──────── Records to use ────────

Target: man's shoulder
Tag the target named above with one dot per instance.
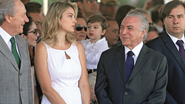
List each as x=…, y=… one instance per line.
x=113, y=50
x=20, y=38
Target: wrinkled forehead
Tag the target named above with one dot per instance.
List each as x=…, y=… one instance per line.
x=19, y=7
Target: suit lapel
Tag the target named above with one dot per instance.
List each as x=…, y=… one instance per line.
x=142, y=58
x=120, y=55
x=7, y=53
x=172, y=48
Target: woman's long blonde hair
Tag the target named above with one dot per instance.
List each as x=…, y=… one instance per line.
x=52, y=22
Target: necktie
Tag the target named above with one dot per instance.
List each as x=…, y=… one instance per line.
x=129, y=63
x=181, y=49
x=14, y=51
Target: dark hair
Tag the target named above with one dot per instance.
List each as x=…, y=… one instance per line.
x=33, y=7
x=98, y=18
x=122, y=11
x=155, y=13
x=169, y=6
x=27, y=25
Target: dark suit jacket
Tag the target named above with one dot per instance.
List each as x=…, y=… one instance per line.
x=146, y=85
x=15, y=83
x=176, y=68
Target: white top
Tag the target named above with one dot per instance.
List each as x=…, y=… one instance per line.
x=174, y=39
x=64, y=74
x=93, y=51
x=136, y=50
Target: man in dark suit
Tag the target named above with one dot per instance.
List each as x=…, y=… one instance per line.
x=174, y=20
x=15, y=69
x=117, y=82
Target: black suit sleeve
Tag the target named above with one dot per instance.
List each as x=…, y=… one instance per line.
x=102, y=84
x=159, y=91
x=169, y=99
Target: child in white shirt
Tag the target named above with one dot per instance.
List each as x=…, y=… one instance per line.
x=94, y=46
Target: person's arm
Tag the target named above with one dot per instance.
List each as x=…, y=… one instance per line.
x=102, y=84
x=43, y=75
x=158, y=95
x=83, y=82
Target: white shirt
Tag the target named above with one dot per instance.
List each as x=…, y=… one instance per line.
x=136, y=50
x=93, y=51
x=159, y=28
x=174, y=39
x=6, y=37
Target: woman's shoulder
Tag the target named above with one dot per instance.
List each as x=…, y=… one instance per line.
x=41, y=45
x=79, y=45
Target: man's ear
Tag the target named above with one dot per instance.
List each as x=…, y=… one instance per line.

────────

Task requirements ▸
Scan the records for lines with the word "hair". Report how many, with no other words.

Answer space ▸
2